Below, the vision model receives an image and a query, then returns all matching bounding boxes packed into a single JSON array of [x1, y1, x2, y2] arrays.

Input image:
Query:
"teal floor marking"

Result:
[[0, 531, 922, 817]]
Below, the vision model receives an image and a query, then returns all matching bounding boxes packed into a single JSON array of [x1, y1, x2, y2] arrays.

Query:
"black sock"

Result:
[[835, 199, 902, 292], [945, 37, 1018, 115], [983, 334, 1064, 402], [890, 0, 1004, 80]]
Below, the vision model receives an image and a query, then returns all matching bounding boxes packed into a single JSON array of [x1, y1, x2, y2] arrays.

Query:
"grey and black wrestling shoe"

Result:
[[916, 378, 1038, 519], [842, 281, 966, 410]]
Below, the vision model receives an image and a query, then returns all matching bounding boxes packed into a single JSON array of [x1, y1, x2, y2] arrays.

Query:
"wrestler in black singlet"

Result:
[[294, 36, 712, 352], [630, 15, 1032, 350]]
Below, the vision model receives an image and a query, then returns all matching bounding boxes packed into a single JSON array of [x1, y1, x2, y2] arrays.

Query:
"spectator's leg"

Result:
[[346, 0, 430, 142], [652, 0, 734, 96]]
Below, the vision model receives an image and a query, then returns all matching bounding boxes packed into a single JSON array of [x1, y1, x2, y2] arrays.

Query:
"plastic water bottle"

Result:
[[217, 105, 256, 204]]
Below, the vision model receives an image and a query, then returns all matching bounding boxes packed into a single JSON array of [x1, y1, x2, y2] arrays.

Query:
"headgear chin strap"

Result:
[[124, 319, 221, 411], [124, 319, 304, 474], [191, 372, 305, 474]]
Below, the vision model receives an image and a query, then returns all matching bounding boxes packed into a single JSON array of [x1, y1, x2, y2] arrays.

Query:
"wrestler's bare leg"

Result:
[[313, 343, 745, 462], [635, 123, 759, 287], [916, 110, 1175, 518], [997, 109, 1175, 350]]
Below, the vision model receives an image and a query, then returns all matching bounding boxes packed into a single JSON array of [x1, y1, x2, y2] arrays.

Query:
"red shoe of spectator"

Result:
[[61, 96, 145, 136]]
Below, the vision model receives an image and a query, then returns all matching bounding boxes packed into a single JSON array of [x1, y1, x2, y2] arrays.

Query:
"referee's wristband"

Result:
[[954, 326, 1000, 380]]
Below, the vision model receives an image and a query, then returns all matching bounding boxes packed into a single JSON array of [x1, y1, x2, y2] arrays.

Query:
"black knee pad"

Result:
───
**Written problem**. Rewrite the entries from the start through the line containing "[[916, 378, 1038, 519], [842, 281, 966, 410]]", requests included, shifting every bounding box coordinate in the answers up by 141.

**Answer for the task**.
Below, the vision model receives an image and a query, then returns all matching bounding boxes packed into a single JSON array of [x1, y1, x2, y2] arrays.

Input image:
Query:
"teal floor marking"

Result:
[[141, 672, 1063, 958]]
Below, the vision model receives an image and a query, then returns all matching bounding boxes packed into a single JSON array of [x1, y1, x2, y2] arrays.

Query:
"black sock"

Result:
[[976, 340, 1043, 433], [1086, 178, 1159, 256], [1124, 475, 1205, 543], [1031, 141, 1145, 221]]
Below, the vision model receives an image and a query, then returns all matching bounding boxes packed into a single JSON array of [x1, y1, x2, y2] arrays.

Query:
"grey and black wrestling shoe"

Result:
[[1057, 519, 1179, 660], [983, 422, 1107, 551]]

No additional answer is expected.